START EXCERPT

- The Washington Times - Monday, July 25, 2005

Sunday’s roundtable on NBC-TV’s “Meet the Press” provided yet another example of how some in the mainstream media substitute hyperbole and misinformation for fact in reporting on the investigation of how Valerie Plame’s identity as a CIA agent became public knowledge.

The assembled journalists discussed the jailing of New York Times reporter Judith Miller for refusing to testify before a grand jury in the Plame case and the debate over a federal “shield” law protecting reporters from being forced to disclose confidential sources. NBC White House Correspondent David Gregory said that any such discussion should be accompanied by a discussion of the need for journalists to behave responsibly. Journalistic confidentiality, he indicated, is acceptable when used “to put a check on government,” but is bad if “it is to be a vehicle for what may have been an egregious abuse of power here [in the Wilson-Plame case] in smearing someone who’s part of our national security apparatus.” Journalists “have to be very careful about this idea of confidentiality,” Mr. Gregory said, indicating that this may be part of the reason “that there has not been more of a cry on behalf of Judy Miller.”

END EXCERPT

WHAT YOU WILL DO> Set down the passage from this commentary on the Plame case coverage word for word, from "- The Washington" to "became public knowledge.".

START EXTRACTED INFORMATION

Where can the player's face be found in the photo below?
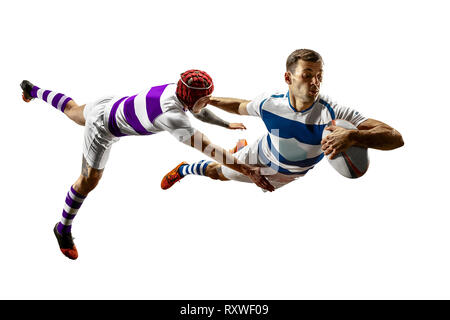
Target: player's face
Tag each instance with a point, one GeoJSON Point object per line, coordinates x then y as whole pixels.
{"type": "Point", "coordinates": [305, 82]}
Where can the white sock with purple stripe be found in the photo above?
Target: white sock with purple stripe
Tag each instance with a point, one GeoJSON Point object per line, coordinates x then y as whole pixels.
{"type": "Point", "coordinates": [197, 168]}
{"type": "Point", "coordinates": [74, 200]}
{"type": "Point", "coordinates": [57, 100]}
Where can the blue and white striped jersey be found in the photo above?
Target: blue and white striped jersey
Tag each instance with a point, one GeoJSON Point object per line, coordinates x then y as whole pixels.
{"type": "Point", "coordinates": [292, 144]}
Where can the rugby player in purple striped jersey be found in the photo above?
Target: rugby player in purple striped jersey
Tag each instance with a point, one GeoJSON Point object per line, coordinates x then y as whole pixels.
{"type": "Point", "coordinates": [157, 109]}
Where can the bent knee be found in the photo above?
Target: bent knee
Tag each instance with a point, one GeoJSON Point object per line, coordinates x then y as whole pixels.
{"type": "Point", "coordinates": [87, 183]}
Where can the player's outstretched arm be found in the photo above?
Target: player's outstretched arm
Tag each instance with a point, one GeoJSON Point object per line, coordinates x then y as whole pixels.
{"type": "Point", "coordinates": [232, 105]}
{"type": "Point", "coordinates": [200, 142]}
{"type": "Point", "coordinates": [370, 134]}
{"type": "Point", "coordinates": [208, 116]}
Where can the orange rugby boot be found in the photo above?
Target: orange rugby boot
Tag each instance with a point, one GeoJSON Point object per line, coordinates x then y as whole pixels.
{"type": "Point", "coordinates": [239, 145]}
{"type": "Point", "coordinates": [173, 176]}
{"type": "Point", "coordinates": [65, 242]}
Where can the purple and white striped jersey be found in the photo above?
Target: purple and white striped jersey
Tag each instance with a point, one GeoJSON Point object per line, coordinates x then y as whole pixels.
{"type": "Point", "coordinates": [150, 111]}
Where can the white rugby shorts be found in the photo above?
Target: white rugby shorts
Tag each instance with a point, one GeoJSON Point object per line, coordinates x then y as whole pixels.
{"type": "Point", "coordinates": [249, 155]}
{"type": "Point", "coordinates": [97, 139]}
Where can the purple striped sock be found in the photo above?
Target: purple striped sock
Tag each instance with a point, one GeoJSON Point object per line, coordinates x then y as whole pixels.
{"type": "Point", "coordinates": [196, 168]}
{"type": "Point", "coordinates": [74, 200]}
{"type": "Point", "coordinates": [57, 100]}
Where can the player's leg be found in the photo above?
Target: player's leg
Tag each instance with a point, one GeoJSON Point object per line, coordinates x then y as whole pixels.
{"type": "Point", "coordinates": [96, 150]}
{"type": "Point", "coordinates": [205, 168]}
{"type": "Point", "coordinates": [57, 100]}
{"type": "Point", "coordinates": [78, 192]}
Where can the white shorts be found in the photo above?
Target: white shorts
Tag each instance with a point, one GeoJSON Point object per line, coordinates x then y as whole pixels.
{"type": "Point", "coordinates": [97, 139]}
{"type": "Point", "coordinates": [249, 155]}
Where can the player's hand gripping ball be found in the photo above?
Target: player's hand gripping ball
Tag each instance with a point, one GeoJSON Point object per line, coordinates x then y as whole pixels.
{"type": "Point", "coordinates": [354, 161]}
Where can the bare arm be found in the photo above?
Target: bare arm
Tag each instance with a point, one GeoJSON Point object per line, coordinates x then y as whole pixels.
{"type": "Point", "coordinates": [370, 134]}
{"type": "Point", "coordinates": [232, 105]}
{"type": "Point", "coordinates": [208, 116]}
{"type": "Point", "coordinates": [200, 142]}
{"type": "Point", "coordinates": [378, 135]}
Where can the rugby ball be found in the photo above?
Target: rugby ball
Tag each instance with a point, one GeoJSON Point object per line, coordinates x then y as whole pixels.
{"type": "Point", "coordinates": [354, 162]}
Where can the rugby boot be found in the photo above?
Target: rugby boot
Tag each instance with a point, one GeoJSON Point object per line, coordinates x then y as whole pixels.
{"type": "Point", "coordinates": [172, 177]}
{"type": "Point", "coordinates": [65, 242]}
{"type": "Point", "coordinates": [26, 88]}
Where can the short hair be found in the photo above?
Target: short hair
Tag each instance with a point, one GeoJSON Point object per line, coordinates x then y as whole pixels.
{"type": "Point", "coordinates": [301, 54]}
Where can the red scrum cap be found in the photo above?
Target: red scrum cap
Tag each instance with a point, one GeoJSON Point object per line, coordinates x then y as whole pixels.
{"type": "Point", "coordinates": [193, 85]}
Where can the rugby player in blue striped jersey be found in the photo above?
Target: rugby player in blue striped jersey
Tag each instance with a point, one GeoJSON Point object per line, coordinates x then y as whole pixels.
{"type": "Point", "coordinates": [295, 121]}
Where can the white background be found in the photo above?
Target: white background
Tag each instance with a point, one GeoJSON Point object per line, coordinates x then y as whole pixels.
{"type": "Point", "coordinates": [383, 236]}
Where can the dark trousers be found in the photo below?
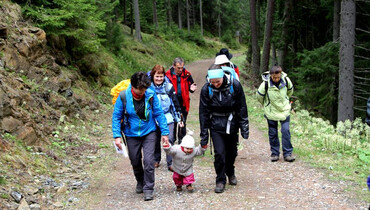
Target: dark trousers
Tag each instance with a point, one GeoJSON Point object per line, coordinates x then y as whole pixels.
{"type": "Point", "coordinates": [225, 148]}
{"type": "Point", "coordinates": [274, 138]}
{"type": "Point", "coordinates": [171, 139]}
{"type": "Point", "coordinates": [182, 131]}
{"type": "Point", "coordinates": [136, 147]}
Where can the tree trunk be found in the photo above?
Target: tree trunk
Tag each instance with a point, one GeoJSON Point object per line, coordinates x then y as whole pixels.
{"type": "Point", "coordinates": [188, 15]}
{"type": "Point", "coordinates": [201, 17]}
{"type": "Point", "coordinates": [219, 18]}
{"type": "Point", "coordinates": [137, 20]}
{"type": "Point", "coordinates": [336, 20]}
{"type": "Point", "coordinates": [267, 39]}
{"type": "Point", "coordinates": [169, 13]}
{"type": "Point", "coordinates": [132, 19]}
{"type": "Point", "coordinates": [255, 47]}
{"type": "Point", "coordinates": [258, 16]}
{"type": "Point", "coordinates": [288, 7]}
{"type": "Point", "coordinates": [179, 8]}
{"type": "Point", "coordinates": [123, 4]}
{"type": "Point", "coordinates": [273, 54]}
{"type": "Point", "coordinates": [155, 19]}
{"type": "Point", "coordinates": [346, 60]}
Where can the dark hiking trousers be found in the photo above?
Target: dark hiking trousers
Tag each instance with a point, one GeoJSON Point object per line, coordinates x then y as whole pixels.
{"type": "Point", "coordinates": [225, 148]}
{"type": "Point", "coordinates": [274, 138]}
{"type": "Point", "coordinates": [171, 139]}
{"type": "Point", "coordinates": [136, 147]}
{"type": "Point", "coordinates": [182, 131]}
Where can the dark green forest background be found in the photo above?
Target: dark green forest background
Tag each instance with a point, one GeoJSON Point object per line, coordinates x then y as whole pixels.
{"type": "Point", "coordinates": [304, 39]}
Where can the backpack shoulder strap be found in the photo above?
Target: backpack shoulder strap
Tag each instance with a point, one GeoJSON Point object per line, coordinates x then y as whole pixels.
{"type": "Point", "coordinates": [266, 92]}
{"type": "Point", "coordinates": [266, 86]}
{"type": "Point", "coordinates": [122, 95]}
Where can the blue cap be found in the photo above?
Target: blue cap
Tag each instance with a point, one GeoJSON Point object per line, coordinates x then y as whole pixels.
{"type": "Point", "coordinates": [215, 73]}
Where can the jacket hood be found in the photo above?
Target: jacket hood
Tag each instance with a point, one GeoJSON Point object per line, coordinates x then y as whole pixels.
{"type": "Point", "coordinates": [266, 75]}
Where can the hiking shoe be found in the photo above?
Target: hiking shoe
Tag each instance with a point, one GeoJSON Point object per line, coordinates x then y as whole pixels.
{"type": "Point", "coordinates": [219, 188]}
{"type": "Point", "coordinates": [274, 158]}
{"type": "Point", "coordinates": [148, 196]}
{"type": "Point", "coordinates": [233, 180]}
{"type": "Point", "coordinates": [178, 188]}
{"type": "Point", "coordinates": [190, 188]}
{"type": "Point", "coordinates": [139, 187]}
{"type": "Point", "coordinates": [289, 158]}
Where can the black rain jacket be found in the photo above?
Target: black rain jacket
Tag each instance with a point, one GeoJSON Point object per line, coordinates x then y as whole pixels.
{"type": "Point", "coordinates": [214, 111]}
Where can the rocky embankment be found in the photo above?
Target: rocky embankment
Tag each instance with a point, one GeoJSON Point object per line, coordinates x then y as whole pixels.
{"type": "Point", "coordinates": [36, 95]}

END EXTRACTED INFORMATION

SOLVED PROBLEM>
- The Washington Times - Monday, July 25, 2005

Sunday’s roundtable on NBC-TV’s “Meet the Press” provided yet another example of how some in the mainstream media substitute hyperbole and misinformation for fact in reporting on the investigation of how Valerie Plame’s identity as a CIA agent became public knowledge.